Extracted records
(begin)

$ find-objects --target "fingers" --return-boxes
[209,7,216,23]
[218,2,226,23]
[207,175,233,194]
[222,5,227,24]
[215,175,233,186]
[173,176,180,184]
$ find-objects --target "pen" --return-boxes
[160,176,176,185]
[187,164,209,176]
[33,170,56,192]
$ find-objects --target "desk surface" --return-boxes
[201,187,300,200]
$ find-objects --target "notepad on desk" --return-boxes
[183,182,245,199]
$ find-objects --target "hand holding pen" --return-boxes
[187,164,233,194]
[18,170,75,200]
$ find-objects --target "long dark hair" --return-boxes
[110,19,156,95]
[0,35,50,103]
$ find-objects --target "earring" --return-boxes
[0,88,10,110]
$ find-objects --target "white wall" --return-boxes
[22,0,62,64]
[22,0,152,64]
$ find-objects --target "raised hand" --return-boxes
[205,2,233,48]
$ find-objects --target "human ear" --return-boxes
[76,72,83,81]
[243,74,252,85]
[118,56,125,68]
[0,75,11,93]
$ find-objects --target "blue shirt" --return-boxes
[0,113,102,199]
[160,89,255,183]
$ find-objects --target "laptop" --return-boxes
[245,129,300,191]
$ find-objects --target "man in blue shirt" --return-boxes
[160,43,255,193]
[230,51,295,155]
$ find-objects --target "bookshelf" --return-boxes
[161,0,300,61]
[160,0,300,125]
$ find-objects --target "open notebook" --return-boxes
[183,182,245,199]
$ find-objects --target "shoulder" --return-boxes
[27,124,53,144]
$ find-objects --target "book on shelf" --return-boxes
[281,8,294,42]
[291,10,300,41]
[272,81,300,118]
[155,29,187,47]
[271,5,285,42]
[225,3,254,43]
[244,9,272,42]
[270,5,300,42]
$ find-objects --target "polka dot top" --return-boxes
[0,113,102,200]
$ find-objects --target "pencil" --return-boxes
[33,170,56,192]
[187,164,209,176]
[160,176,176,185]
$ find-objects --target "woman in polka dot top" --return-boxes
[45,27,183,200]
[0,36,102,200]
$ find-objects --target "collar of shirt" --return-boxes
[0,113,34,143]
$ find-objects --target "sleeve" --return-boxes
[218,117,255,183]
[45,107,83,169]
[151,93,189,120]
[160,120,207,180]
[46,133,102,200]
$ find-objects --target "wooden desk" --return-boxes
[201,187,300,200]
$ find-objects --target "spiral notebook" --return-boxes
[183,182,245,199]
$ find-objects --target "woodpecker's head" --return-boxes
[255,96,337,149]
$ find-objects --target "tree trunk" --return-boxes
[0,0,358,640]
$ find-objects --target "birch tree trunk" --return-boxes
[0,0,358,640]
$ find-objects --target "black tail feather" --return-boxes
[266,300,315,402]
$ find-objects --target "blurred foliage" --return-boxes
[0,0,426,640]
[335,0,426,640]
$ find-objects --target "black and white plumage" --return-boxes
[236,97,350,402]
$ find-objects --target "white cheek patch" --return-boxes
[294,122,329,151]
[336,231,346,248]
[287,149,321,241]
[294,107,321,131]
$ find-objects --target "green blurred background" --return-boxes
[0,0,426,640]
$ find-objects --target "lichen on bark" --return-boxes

(end)

Exercise objective: Pull out each line in the entries above that contains the string "blue", and copy those lines unchanged.

Response to this task:
$ find-objects --target "blue shirt" --return-boxes
$ find-objects --target "man in blue shirt" --return-boxes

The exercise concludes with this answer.